→ **Text shown**:
-- BEGIN --
Unfortunately, the one take/one shot business doesn’t really achieve much for the film; on paper, it’s “more realistic” for what is supposed to be a live stream but in practice, there’s little here that makes much of a difference between this and other POV sanatorium movies, so things never get terribly exciting. To be fair, there are couple of pretty clever shocks, and the practical (and live) effects are certainly fun to behold.

Sleepwalk (1986): This is the tale of a woman whose life is slowly being made weirder thanks to an ancient Chinese manuscript she is translating for a dubious Chinese doctor (whose henchmen is a young Tony Todd). In tone and style, Sara Driver’s movie is a very typical piece of mid-80s New York independent filmmaking, so expect a sense of the surreal, good taste in music, and a lot of beautiful shots of dirty city streets, as well as a floating and meandering plot carried by actors – in this case it’s mostly Suzanne Fletcher doing the work – who love making strange, deadpan acting decisions.

Too Late the Hero (1970): A few years of a wonderfully idiosyncratic career after The Dirty Dozen, director Robert Aldrich returned to the men on a mission style of war movie. Where some viewers – not me, mind you - read the brutal finale of the earlier movie as pure action movie glorification of violence, really nobody will be able to interpret this war movie that way. Too emotionally brutal is Aldrich’s portrayal of a group of soldiers (including Michaela Caine, Cliff Robertson as the mandatory American, Ian Bannen and Denholm Elliott) to get confused about the film’s anti-war stance here. Apart from being honest and bitter about the way war compromises all human ethics, this is very much a meditation on fear, the concept of Cowardice, and the sometimes necessary irrationality of heroism committed by cowardly men.
-- END --
→ **Requirements**:
a. Condense the paragraph of the film reviews that begins "Too Late the Hero (1970)" into a bulleted list that keeps its main facts.
b. Decide whether each statement agrees with the film reviews: (i) the one take/one shot approach makes that film more exciting than other POV sanatorium movies; (ii) Sleepwalk was directed by Sara Driver; (iii) Too Late the Hero was made before The Dirty Dozen. For each, answer yes or no and quote the deciding words.
c. Print the film reviews from "Sleepwalk (1986): This" to "deadpan acting decisions.".
The rows come from a separate source.

Items drawn from a dataset
-- BEGIN --
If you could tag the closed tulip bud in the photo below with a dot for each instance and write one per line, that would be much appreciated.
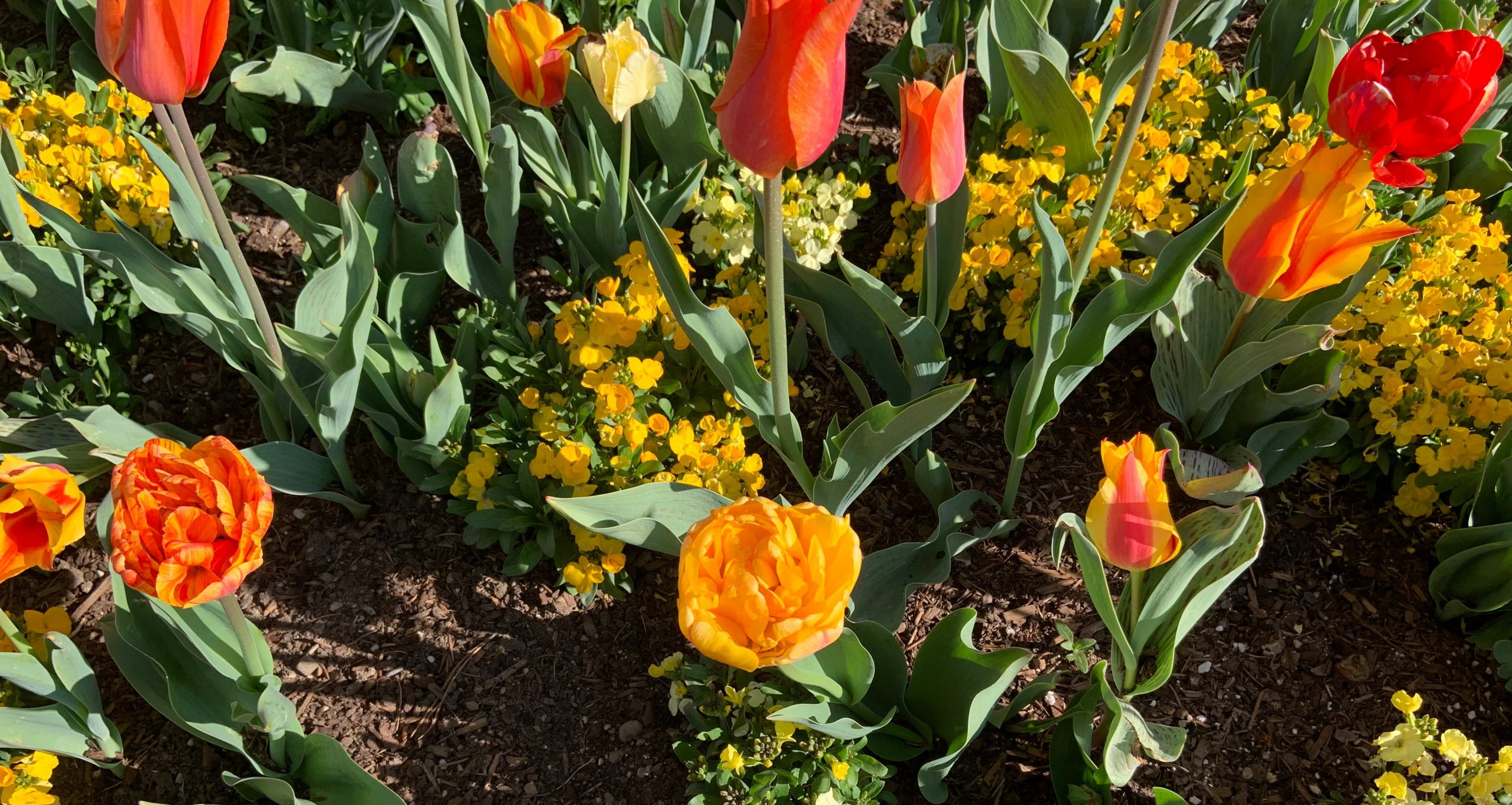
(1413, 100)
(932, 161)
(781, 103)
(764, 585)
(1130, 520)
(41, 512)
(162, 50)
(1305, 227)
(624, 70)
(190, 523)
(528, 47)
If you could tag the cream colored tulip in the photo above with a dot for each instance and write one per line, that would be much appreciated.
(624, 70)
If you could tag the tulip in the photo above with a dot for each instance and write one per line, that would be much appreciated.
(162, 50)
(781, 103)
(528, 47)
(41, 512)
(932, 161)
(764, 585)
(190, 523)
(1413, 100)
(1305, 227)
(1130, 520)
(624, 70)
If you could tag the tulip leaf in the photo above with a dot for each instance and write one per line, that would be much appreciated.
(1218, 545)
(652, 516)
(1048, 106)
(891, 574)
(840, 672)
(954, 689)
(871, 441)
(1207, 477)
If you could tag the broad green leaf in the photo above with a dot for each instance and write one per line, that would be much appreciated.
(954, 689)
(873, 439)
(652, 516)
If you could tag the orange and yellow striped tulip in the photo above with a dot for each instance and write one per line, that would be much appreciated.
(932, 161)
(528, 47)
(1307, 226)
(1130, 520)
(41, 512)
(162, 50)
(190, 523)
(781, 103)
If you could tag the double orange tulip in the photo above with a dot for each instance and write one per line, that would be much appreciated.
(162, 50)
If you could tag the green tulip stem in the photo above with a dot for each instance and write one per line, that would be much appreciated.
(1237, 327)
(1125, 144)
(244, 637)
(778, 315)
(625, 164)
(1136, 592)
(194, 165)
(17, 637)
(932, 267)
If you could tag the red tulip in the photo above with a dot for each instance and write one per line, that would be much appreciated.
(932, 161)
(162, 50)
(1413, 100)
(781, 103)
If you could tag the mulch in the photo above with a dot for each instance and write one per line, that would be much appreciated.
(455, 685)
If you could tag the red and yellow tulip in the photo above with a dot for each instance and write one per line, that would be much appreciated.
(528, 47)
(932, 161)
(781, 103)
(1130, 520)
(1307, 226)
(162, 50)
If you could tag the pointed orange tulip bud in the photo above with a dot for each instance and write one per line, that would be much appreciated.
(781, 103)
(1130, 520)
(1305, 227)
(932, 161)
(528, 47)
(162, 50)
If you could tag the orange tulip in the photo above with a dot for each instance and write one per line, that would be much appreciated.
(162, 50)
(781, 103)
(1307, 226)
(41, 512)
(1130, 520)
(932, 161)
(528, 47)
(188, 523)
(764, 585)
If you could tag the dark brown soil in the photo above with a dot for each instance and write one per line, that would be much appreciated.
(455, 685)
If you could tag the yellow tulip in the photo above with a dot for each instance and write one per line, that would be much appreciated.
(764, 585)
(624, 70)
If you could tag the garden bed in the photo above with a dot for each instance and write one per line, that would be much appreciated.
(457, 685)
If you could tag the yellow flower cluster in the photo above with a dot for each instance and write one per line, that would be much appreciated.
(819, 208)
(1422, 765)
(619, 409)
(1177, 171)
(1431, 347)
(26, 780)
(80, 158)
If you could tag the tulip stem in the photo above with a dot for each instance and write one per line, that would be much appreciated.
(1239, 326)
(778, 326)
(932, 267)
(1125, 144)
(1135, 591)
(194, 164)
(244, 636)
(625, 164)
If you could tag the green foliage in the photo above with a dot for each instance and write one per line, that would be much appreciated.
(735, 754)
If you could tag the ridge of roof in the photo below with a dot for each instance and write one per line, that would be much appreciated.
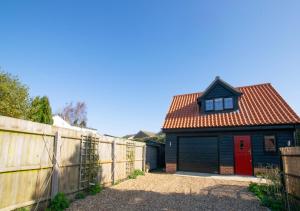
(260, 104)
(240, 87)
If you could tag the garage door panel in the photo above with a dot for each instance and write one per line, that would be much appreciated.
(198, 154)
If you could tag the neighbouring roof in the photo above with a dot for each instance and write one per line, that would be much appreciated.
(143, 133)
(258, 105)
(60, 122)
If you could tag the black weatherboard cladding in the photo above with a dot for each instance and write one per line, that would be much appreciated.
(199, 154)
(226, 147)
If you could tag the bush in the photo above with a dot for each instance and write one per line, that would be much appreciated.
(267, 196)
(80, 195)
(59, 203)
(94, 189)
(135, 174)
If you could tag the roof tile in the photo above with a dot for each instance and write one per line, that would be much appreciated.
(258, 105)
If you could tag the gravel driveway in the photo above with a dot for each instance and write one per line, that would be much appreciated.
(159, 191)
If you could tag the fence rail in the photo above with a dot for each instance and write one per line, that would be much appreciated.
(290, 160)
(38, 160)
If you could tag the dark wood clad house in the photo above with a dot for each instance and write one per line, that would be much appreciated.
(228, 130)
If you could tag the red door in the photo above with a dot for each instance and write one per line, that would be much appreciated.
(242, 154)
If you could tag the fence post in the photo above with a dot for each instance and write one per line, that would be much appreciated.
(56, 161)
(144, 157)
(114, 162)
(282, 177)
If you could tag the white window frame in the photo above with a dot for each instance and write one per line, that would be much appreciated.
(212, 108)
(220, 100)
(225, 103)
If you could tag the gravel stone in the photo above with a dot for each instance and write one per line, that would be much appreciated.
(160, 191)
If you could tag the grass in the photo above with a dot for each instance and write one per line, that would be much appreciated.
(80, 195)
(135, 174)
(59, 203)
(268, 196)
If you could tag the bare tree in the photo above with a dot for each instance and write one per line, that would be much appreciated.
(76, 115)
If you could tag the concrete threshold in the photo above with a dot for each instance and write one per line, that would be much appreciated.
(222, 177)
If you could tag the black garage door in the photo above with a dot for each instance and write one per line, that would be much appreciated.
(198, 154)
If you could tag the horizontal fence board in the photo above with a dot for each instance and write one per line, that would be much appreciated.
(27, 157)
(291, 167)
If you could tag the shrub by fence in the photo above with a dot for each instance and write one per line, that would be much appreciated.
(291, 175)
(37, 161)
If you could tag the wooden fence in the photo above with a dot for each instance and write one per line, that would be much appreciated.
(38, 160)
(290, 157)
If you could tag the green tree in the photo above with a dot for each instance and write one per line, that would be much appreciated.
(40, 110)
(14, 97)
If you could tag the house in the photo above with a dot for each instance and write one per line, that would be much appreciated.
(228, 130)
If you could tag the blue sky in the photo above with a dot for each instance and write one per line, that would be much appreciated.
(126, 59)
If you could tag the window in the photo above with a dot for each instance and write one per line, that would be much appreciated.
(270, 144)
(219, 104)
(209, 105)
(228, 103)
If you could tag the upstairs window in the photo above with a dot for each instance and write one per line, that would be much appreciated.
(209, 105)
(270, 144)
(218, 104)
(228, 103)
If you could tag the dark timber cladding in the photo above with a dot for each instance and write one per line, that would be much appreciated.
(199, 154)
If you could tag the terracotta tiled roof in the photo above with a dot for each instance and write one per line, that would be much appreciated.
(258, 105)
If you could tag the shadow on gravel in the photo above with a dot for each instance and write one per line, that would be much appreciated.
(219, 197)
-- END --
→ **Exercise answers**:
a.
- Robert Aldrich directed the film a few years after The Dirty Dozen, returning to the men-on-a-mission war movie.
- Some viewers read the brutal finale of the earlier film as a glorification of violence. The reviewer disagrees, and says nobody could read this film that way.
- Its emotionally brutal portrayal of a group of soldiers leaves no doubt about its anti-war stance.
- It is honest and bitter about the way war compromises human ethics.
- It is a meditation on fear, on cowardice, and on the sometimes necessary irrationality of heroism committed by cowardly men.

b.
(i) No: "so things never get terribly exciting"
(ii) Yes: "Sara Driver’s movie"
(iii) No: "A few years of a wonderfully idiosyncratic career after The Dirty Dozen"

c.
Sleepwalk (1986): This is the tale of a woman whose life is slowly being made weirder thanks to an ancient Chinese manuscript she is translating for a dubious Chinese doctor (whose henchmen is a young Tony Todd). In tone and style, Sara Driver’s movie is a very typical piece of mid-80s New York independent filmmaking, so expect a sense of the surreal, good taste in music, and a lot of beautiful shots of dirty city streets, as well as a floating and meandering plot carried by actors – in this case it’s mostly Suzanne Fletcher doing the work – who love making strange, deadpan acting decisions.